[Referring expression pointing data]
──────────────────────────────

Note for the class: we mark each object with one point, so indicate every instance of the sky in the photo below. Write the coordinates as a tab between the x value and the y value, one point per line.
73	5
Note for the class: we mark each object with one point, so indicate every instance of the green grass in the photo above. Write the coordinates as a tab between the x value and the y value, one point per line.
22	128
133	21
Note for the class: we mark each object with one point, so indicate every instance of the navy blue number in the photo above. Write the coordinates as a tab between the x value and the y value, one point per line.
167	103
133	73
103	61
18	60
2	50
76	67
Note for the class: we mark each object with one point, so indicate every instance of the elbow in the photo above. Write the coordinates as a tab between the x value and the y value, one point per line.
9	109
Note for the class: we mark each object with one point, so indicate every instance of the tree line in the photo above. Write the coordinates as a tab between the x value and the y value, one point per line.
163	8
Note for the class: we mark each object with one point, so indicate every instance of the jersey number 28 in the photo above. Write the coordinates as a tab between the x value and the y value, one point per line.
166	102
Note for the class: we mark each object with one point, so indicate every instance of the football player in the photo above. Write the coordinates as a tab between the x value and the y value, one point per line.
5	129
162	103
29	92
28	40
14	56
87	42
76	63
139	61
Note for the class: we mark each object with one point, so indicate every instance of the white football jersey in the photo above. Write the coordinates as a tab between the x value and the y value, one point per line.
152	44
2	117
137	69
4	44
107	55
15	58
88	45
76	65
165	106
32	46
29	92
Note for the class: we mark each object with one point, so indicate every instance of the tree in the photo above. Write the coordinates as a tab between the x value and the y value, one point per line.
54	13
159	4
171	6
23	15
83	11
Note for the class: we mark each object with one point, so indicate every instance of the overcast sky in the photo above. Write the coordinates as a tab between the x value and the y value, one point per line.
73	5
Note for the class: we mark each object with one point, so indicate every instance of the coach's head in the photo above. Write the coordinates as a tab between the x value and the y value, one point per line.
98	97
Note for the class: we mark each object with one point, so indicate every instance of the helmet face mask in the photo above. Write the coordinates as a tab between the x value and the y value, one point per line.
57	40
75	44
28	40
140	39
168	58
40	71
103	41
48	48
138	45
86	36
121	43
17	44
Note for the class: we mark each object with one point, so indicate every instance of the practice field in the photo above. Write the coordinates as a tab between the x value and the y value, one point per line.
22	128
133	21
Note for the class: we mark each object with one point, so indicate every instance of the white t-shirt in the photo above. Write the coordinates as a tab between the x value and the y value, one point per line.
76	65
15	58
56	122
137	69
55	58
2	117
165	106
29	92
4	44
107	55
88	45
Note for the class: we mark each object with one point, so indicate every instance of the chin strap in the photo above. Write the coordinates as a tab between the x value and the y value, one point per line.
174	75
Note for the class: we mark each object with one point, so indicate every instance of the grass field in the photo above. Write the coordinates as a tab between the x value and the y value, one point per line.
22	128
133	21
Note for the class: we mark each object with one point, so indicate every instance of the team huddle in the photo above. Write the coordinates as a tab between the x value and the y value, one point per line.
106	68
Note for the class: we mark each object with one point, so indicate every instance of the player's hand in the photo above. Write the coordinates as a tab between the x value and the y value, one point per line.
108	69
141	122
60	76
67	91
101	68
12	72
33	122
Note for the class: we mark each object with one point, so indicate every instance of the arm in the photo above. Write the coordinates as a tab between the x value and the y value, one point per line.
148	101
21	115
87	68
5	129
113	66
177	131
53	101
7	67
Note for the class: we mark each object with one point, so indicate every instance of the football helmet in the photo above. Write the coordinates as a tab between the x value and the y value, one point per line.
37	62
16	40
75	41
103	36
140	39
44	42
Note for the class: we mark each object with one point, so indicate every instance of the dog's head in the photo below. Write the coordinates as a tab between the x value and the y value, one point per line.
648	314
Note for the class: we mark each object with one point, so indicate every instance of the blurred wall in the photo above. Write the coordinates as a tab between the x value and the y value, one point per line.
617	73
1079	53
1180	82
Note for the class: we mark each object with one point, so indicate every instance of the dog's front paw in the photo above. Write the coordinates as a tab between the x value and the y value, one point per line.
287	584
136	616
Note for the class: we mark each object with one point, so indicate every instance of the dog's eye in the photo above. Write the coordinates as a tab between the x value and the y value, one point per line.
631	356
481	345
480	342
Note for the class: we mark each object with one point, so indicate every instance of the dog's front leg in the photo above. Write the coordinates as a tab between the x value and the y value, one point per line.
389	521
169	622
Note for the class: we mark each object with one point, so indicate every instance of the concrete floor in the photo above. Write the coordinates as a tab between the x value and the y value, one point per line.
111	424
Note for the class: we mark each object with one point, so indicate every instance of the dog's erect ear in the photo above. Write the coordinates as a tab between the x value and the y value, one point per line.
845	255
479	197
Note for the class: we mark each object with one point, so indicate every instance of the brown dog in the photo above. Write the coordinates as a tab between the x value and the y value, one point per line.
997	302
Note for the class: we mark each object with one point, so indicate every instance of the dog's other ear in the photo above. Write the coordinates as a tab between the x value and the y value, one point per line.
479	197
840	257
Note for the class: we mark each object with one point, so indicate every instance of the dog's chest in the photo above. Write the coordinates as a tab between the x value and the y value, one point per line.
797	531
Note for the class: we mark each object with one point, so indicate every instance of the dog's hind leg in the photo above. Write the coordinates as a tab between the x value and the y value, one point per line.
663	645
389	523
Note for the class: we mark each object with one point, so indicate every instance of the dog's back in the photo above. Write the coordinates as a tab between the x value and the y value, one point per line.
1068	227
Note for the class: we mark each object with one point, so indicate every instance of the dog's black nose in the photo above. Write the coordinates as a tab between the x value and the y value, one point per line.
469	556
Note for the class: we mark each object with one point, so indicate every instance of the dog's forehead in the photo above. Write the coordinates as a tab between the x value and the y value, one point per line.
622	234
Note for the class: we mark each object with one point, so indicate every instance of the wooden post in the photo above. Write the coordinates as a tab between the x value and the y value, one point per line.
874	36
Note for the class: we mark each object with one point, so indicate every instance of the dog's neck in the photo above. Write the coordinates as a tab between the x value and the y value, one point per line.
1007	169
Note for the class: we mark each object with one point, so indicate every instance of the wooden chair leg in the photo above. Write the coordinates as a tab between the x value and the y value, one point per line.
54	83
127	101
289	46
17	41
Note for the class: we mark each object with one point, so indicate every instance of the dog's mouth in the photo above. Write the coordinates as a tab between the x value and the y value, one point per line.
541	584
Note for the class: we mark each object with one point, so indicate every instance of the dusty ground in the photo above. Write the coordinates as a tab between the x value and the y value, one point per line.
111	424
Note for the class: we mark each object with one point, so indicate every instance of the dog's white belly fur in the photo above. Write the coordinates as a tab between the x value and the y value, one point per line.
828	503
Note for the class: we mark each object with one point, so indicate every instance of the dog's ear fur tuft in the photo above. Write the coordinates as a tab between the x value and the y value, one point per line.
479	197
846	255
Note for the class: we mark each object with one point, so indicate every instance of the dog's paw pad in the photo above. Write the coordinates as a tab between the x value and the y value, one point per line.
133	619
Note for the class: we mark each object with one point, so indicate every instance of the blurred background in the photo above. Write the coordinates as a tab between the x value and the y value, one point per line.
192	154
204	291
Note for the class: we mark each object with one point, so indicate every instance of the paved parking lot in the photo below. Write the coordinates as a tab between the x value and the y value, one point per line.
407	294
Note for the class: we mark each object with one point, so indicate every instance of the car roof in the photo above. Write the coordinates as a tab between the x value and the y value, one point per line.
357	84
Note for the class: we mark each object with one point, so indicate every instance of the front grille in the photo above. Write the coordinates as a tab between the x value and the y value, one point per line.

──────────────────────────────

The data above should be output exactly, with each line intact.

Answer box:
Note for the class: we mark each object with one point, so indicate every instance of the sky in the photo below. Write the coordinates as a tab between the x value and the y value, one point per line.
73	5
Note for the class: we mark each object with one point, so indicate every instance of the green grass in the photo above. Write the coordinates as a tab between the x value and the y value, one point per line.
22	128
133	21
Note for the class: we mark each object with one point, so indicate every instance of the navy blue number in the photo above. Write the coordinates as a tab between the x value and the y value, one point per line.
167	103
133	73
103	61
18	60
2	50
76	67
Note for the class: we mark each object with one point, so indicate every instance of the elbow in the photo above. Write the coordinates as a tab between the x value and the y value, one point per line.
9	109
Note for the class: we mark each object with one point, so indicate every instance of the tree line in the photo above. Write the coordinates as a tab between the x value and the y value, one point per line.
163	8
Note for the class: we mark each object with one point, so indicate every instance of the jersey number 28 in the photo above. Write the coordinates as a tab between the x value and the y value, one point per line.
166	102
Note for the class: we mark each object with one point, so indicate every instance of the football player in the photo above. Write the coordinates as a tab between the x value and the y value, one point per line.
5	129
162	103
29	92
28	40
14	56
87	42
76	63
139	61
Note for the class: we mark each object with one point, so indicate every instance of the white football jersey in the photo above. Write the coordinates as a tab between the x value and the y value, one point per line.
152	44
2	117
137	69
4	44
107	55
15	58
88	45
76	65
165	106
32	46
29	92
Note for the class: we mark each object with one point, so indicate every instance of the tree in the photo above. Write the coordinates as a tab between the x value and the y value, one point per line.
54	13
159	4
171	6
23	15
83	11
Note for the class: we mark each object with one point, so indicate every instance of the overcast sky in the photo above. Write the coordinates as a tab between the x value and the y value, one point per line.
73	5
Note for the class: we mark each object with one point, so indicate every instance of the coach's head in the photo above. Write the coordinates as a tab between the x value and the y value, one point per line.
98	97
Note for the class: we mark each object with one point, so indicate every instance of the helmet face mask in the photo above. Write the coordinates as a tab between the x value and the y value, one point per line.
57	40
75	44
28	40
140	39
168	58
40	71
103	41
48	48
138	45
86	36
121	43
17	44
Note for the class: we mark each object with one point, so indicate every instance of the practice field in the photo above. Write the coordinates as a tab between the x value and the y value, one point per line.
22	128
133	21
Note for the class: we mark each object with one point, so indicate every instance of the white t-shirt in the photo above. Write the coordinates as a tab between the x value and the y value, one point per line.
76	65
15	58
56	122
137	69
55	58
2	117
165	106
29	92
4	44
107	55
88	45
Note for the class: we mark each object with one point, so indicate every instance of the chin strap in the photo above. Write the coordinates as a tab between the x value and the y value, one point per line.
174	75
Note for the class: we mark each object with one point, so indicate every instance of the grass field in the photo above. Write the coordinates as a tab between the x value and the y value, one point per line.
22	128
133	21
Note for the class: we mark each object with one point, so indicate every instance of the team huddle in the photo above. Write the coordinates as a tab between the x value and the y value, one point per line.
106	68
Note for the class: we mark each object with one point, so indicate every instance of the player's hand in the photo above. Write the coordinates as a tab between the x value and the y value, one point per line.
108	69
141	122
60	76
67	91
101	68
12	72
33	122
Note for the class: we mark each object with one point, so indicate every instance of the arm in the photo above. Write the coordinates as a tab between the x value and the y value, one point per line.
148	101
21	115
87	68
5	129
113	66
177	131
53	101
7	67
Note for the class: we mark each object with one point, so indicate every instance of the football helmet in the photo above. Write the coordinates as a tab between the x value and the y value, one point per line.
37	62
16	40
75	41
103	36
140	39
44	42
Note for the class: we mark each object with one point, so indicate every instance of the dog's head in the photo below. Write the coordinates as a tab between the x value and the y value, one point per line.
648	314
Note for the class: we mark each object with one point, so indicate every instance of the blurred wall in the photo above. Write the coordinates as a tab between the x value and the y value, one point per line.
617	73
1079	53
1180	82
Note for the class: we mark each object with one point, so indicate every instance of the dog's front paw in the photo above. Write the coordinates as a tab between the x value and the y value, one point per line.
287	584
136	616
Note for the class: we mark each object with one point, so indicate every instance of the dog's eye in the photo above. Write the coordinates as a tab between the x value and the y value, one point per line.
631	356
481	345
480	342
Note for the class: we mark each object with one point, so indicate every instance of the dog's front leg in the photo above. Write the coordinates as a tab between the x value and the y value, one point per line.
389	521
169	622
Note for the class: we mark each object with one point, so indicate every instance of the concrete floor in the photo above. Write the coordinates as a tab between the x value and the y value, one point per line.
111	424
Note for the class: we mark each object with one point, so indicate every instance of the dog's erect ear in the photo above. Write the coordinates as a tab between the x value and the y value, one point per line.
845	255
479	197
Note for the class: we mark each object with one point, so indicate every instance of the brown dog in the photo above. Write the coordinates as a tab between the x value and the y value, one point per line.
997	302
Note for the class: we mark each object with one point, so indicate every instance of the dog's other ear in the photo above. Write the coordinates as a tab between the x value and the y value, one point per line.
479	197
840	257
Note for the class: we mark each object with one point, so indicate every instance of the dog's chest in the photo above. Write the coordinates as a tab between the x value and the y value, one point per line.
797	531
Note for the class: we mark each object with one point, so indicate every instance of the dog's hind leg in the photo above. Write the coordinates as a tab between the x value and the y value, one point per line.
663	645
389	523
Note for the class: we mark each object with one point, so indicate every instance of the dog's back in the photo above. Write the coordinates as a tab between the x value and the y value, one point per line.
1068	227
Note for the class: we mark each object with one point, so indicate every instance of the dog's black nose in the photo above. Write the coordinates as a tab between the x value and the y value, one point per line.
469	556
Note for the class: we mark each object with one point, so indicate every instance of the dog's forehead in the photo above. Write the coordinates as a tab between the x value and the y value, one point per line.
622	234
Note for the class: we mark each object with one point, so indicate every instance of the wooden post in the photo above. Write the coordinates as a tab between the x value and the y value, one point per line.
874	36
Note for the class: we mark each object with one point, so indicate every instance of the dog's neck in the photo above. Write the coordinates as a tab between the x value and the y value, one point per line.
1007	169
Note for the class: we mark each object with one point, so indicate every instance of the wooden chair leg in the photo above. Write the coordinates as a tab between the x value and the y value, one point per line.
54	83
127	101
289	46
17	41
Note for the class: we mark each object with one point, so indicate every instance of the dog's mouth in the photo above. Write the coordinates as a tab between the x value and the y value, one point per line.
541	584
Note for the class: we mark each object with one point, so indicate every instance of the dusty ground in the photo above. Write the coordinates as a tab between the x value and the y value, one point per line.
111	424
Note for the class: we mark each object with one point, so indicate every instance of the dog's white belly fur in the photo above. Write the coordinates as a tab between the x value and the y value, one point per line.
828	503
Note for the class: we mark each object with one point, so indicate every instance of the dog's ear fur tuft in the photo above. Write the coordinates as a tab between the x value and the y value, one point per line.
479	197
846	255
Note for the class: we mark each object with one point, so indicate every instance of the dog's paw pad in the photo above. Write the coordinates as a tab between the x value and the y value, one point per line.
133	619
Note for the class: we mark each object with one point, so indicate every instance of the blurred background in the photo above. Write the coordinates as a tab between the x value and the y value, one point per line.
192	154
204	291
Note for the class: we mark each object with one point, so indicate every instance of the paved parking lot in the photo below. Write the coordinates as a tab between the x value and the y value, one point per line.
407	294
Note for the class: we mark each object with one point, so indicate every instance of the car roof in the photo above. Write the coordinates as a tab between the x value and the y value, one point per line.
357	84
Note for the class: we mark each object with one point, so indicate every instance of the front grille in the photo above. Write the coordinates as a tab between the x value and the y value, one point per line.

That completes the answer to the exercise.